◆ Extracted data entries
┏━━

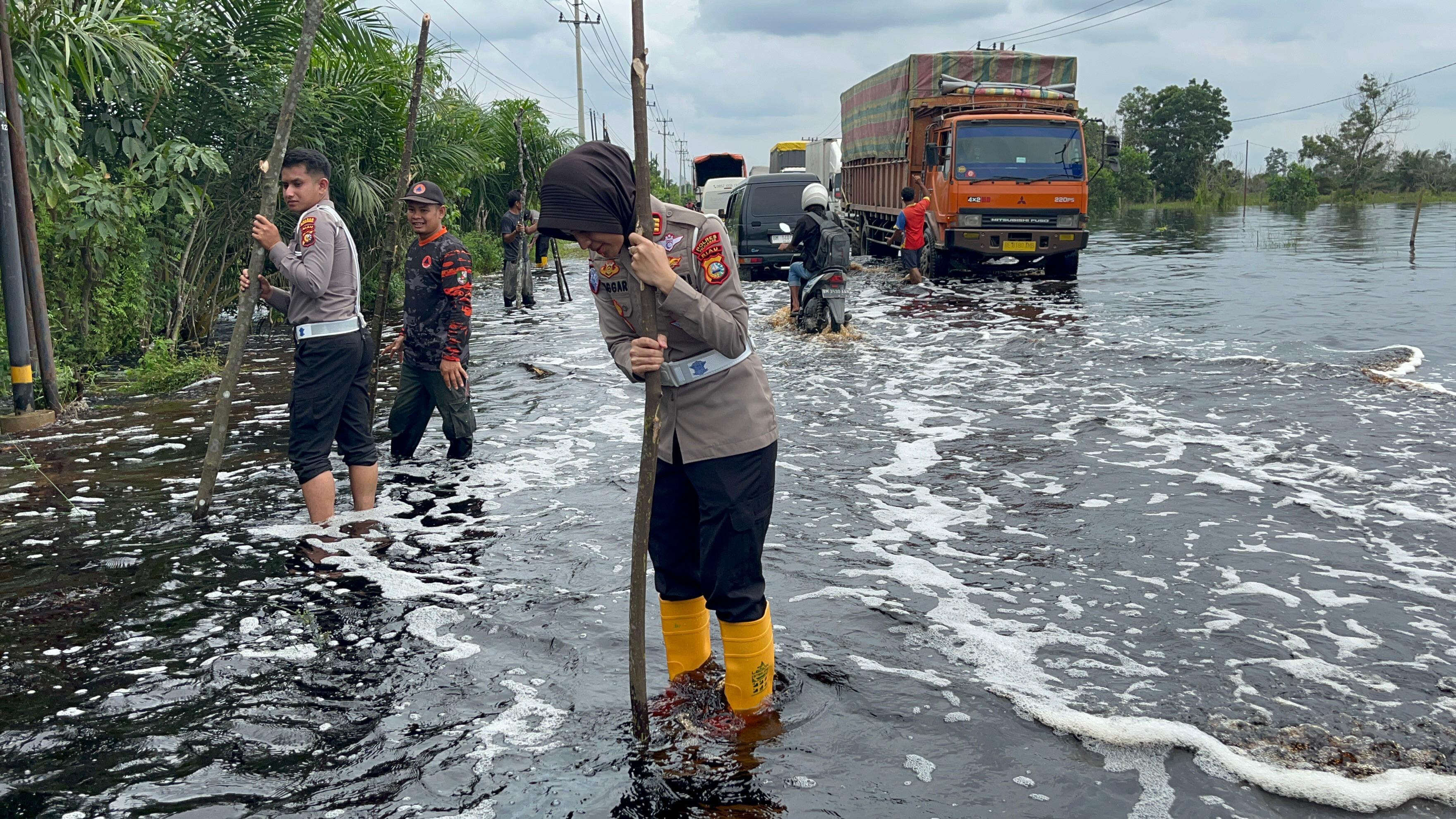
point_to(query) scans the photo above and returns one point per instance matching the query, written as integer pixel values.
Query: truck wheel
(1063, 266)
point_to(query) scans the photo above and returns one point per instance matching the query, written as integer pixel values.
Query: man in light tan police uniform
(718, 438)
(333, 349)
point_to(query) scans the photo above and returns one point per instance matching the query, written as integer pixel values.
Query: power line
(1346, 97)
(608, 59)
(1056, 21)
(1104, 22)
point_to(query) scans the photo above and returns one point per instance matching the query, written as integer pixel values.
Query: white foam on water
(426, 623)
(921, 766)
(1158, 795)
(927, 677)
(1228, 483)
(526, 726)
(297, 654)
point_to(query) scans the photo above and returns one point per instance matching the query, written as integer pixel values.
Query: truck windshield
(776, 200)
(1018, 152)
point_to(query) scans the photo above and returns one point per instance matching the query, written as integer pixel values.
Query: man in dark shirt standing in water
(513, 242)
(436, 340)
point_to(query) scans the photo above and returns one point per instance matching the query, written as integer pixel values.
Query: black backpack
(833, 248)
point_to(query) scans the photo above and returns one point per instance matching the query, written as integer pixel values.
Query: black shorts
(330, 403)
(710, 521)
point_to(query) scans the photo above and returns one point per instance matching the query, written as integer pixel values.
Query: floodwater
(1174, 540)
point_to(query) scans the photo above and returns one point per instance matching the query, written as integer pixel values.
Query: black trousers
(330, 403)
(420, 394)
(710, 521)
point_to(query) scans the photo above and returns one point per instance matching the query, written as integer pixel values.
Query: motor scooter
(823, 299)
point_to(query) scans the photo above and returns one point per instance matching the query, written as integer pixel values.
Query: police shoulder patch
(710, 247)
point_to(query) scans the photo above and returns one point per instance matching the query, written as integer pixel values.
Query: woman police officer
(718, 431)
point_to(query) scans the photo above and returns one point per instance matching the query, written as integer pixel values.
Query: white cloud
(740, 76)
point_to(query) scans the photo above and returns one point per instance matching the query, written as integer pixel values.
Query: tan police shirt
(728, 413)
(319, 267)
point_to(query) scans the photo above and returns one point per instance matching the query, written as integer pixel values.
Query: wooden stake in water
(248, 299)
(386, 266)
(1245, 180)
(647, 470)
(1417, 220)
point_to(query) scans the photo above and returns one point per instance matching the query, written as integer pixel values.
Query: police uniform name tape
(318, 330)
(679, 374)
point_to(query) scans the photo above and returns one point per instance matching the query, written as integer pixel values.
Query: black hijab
(590, 189)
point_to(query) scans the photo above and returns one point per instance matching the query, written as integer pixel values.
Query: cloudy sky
(742, 75)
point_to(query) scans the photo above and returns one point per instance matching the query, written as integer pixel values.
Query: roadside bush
(160, 369)
(487, 254)
(1293, 189)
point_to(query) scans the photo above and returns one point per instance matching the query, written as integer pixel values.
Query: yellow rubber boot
(749, 662)
(685, 633)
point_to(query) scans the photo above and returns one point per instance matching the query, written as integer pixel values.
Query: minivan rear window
(776, 200)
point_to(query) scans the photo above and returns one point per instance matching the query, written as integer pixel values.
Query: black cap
(424, 193)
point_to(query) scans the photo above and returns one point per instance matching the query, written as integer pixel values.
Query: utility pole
(582, 92)
(683, 183)
(661, 167)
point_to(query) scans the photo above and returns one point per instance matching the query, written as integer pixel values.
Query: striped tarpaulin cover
(876, 113)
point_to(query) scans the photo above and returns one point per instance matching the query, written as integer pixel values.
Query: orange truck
(992, 137)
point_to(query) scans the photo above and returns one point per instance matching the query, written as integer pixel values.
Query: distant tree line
(1173, 137)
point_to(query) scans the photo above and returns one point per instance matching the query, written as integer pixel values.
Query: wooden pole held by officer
(25, 218)
(248, 299)
(386, 267)
(651, 423)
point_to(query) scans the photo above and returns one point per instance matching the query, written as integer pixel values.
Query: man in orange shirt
(910, 226)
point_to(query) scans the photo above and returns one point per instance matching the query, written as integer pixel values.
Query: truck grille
(1018, 220)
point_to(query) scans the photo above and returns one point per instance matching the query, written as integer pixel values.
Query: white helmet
(814, 194)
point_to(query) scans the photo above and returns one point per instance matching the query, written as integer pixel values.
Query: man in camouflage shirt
(436, 340)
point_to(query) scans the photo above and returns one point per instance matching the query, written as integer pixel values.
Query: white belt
(328, 328)
(711, 364)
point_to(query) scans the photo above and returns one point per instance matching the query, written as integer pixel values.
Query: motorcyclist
(806, 238)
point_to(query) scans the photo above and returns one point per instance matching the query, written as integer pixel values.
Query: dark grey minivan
(756, 215)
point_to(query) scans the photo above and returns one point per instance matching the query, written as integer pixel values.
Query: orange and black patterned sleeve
(455, 279)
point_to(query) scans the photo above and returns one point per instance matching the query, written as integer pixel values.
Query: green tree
(1276, 164)
(1353, 158)
(1183, 129)
(1135, 183)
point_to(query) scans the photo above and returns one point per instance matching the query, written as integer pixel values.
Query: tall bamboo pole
(647, 470)
(248, 299)
(25, 218)
(386, 267)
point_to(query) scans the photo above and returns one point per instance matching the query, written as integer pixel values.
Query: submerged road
(1174, 540)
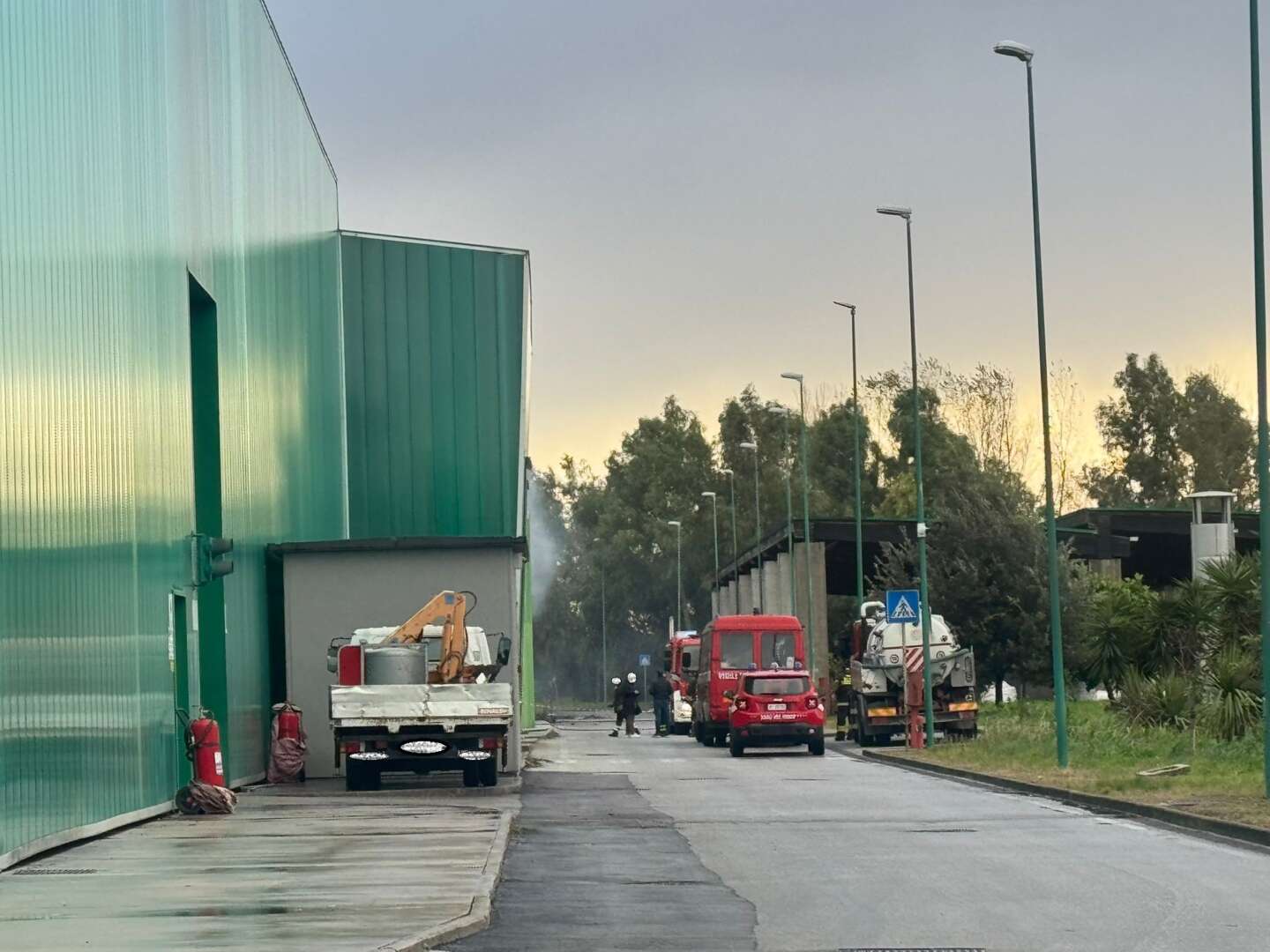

┗━━

◆ WHAT IS EXPECTED
All of the data must be given again exactly, without the pictures.

◆ RESPONSE TO THIS TASK
point_to(query) scans the photo above and returns one point per instance matching the query, written as integer pixel values.
Query: truck wheel
(1063, 266)
point_to(query) scans the photo above and returns one point per instance matching the query, written as integer pixel values.
Query: man in light tan police uniform
(718, 438)
(333, 349)
point_to(query) scans the photo above and returns one point per instance matching the query, written as integer pixel values.
Query: power line
(1346, 97)
(608, 59)
(1056, 21)
(1104, 22)
point_to(query) scans the photo above and returns one point per instance matching the query, written as integer pixel values.
Query: white foam on water
(426, 623)
(921, 766)
(1158, 795)
(927, 677)
(1228, 483)
(526, 726)
(297, 654)
point_to(query) scans the photo above and returns one point per instance matching the query, written as integer pixel values.
Query: truck windshield
(776, 200)
(1018, 152)
point_to(query) scans the photo above and returns one point per instance matching the query, written as integer pixel values.
Query: man in dark shirt standing in water
(513, 242)
(436, 340)
point_to(query) scans the photo above and returns one point per instance matching the query, written as integer pixel values.
Query: black backpack
(833, 248)
point_to(query) scans the photo above and returns one point per instance matching the query, written as integer pixel values.
Query: black shorts
(330, 403)
(710, 521)
point_to(query) scans the photo above and returns one point per instance matching the query, written as integer pixel values.
Query: floodwater
(1174, 540)
point_to(query) scans the photo above and returns one point per instance matching the query, written as integer pixel values.
Query: black trousers
(330, 403)
(420, 394)
(710, 521)
point_to(query) scans the photo above and returns one point per instance matching the query, written as integer pixel values.
Query: motor scooter
(823, 299)
point_to(query) scans the photo above and returns one point per instance matching the query, written as integer pixel values.
Query: police shoulder patch
(710, 247)
point_to(query) scans the photo above and returns one point per instance matching the query, written as integer pixel values.
Query: woman police officer
(718, 431)
point_to(query) scans the photo above and returns one point per instance matching the query, written as integer pixel values.
Query: white cloud
(740, 76)
point_to(query) scans the photo above and returns one point per instance matching the query, written as integer pixel values.
Query: tan police shirt
(728, 413)
(319, 267)
point_to(query) scans the photo above and returns one point per instance matching the query, written as integer pixel values.
Query: wooden stake in water
(248, 299)
(386, 266)
(1245, 180)
(647, 470)
(1417, 220)
point_to(query) scans the photo above and returns one point per instance matching the query, written as integer pixel values.
Query: police uniform name tape
(318, 330)
(679, 374)
point_to(query) scans the photo above and returns one point per instance matching the query, written as integer pixel values.
Query: black hijab
(590, 189)
point_to(query) scans the photo above and returns one point per instance matching the query, written as integer pixel values.
Query: cloudy sky
(742, 75)
point_to(query) scans the photo above and returns one point per instance matching the query, written as integer pixel values.
Query: roadside bush
(160, 369)
(487, 254)
(1293, 189)
point_to(query) scans the photo above and returns one point per instance matching the query, written as integer pixel values.
Query: yellow rubber boot
(749, 662)
(685, 633)
point_to(query) scans the photo above and returns one point per instance matching the query, written as integer pixel values.
Query: minivan rear window
(776, 200)
point_to(query) scans the photo above and returns one point per instance matching the query, written as integer pixel values.
Query: black cap
(424, 193)
point_to(query) scans the photo above and returns one point per instance matching the query, written as integer pixel values.
Query: utility pole
(582, 92)
(683, 183)
(661, 167)
point_to(query) scans the photo above and returns one point per instance matching the query, written as integer pixel values.
Query: striped tarpaulin cover
(876, 113)
point_to(query) scans the photo above and returns one point per instance matching the query, written as integer pixel values.
Query: orange truck
(992, 137)
point_to(query) scans the photo above and returns one point per instance matching the query, written as integer pixel values.
Query: distant tree line
(1173, 137)
point_to(query) scans the photo above and returns one point per instance matching the query, written as integer pixel values.
Query: wooden pole held by officer
(25, 218)
(248, 299)
(386, 267)
(651, 423)
point_to(query) scans the photo above and returns one point per instance matching the query, written as integer pixel values.
Query: man in orange shirt
(910, 226)
point_to(query) scans the photo above and returns one point per instance matching the query, written as integer pixel values.
Query: truck grille
(1018, 220)
point_to(query) scans the photo above and returns one point per instance matching the query, written as integer pixel values.
Query: white helmet
(814, 194)
point_to(query) scans the photo above and returns one point per instance matching the query, written as integer pixel values.
Query: man in camouflage shirt
(436, 340)
point_to(query) scans the photo above and returns one point per instance matching the query, written as integer pixel values.
Query: white belt
(328, 328)
(711, 364)
point_to(query) scans the photo above and returns one point per instance matching the query, written as integer pixel values.
Query: motorcyclist
(806, 238)
point_to(query) scans the photo above and returns one point per instance matching the query, written as integer pixel values.
Query: dark grey minivan
(756, 215)
point_to(query) scans the photo above and returns one point per instance matching the query, written as integer pixel values.
Query: orange and black patterned sleeve
(455, 279)
point_to(query) scans the photo above and returns one point per instance matching the query, written as integer pixel values.
Query: green tree
(1276, 164)
(1353, 158)
(1183, 129)
(1135, 183)
point_to(query) scans the photo above and returns one point per instance matching the query, written as integer pixel values.
Query: tall bamboo pole
(647, 470)
(248, 299)
(25, 218)
(386, 267)
point_to(query) scans the photo above and returns one point per instance matching the query, written as integer pixel values.
Query: submerged road
(1174, 540)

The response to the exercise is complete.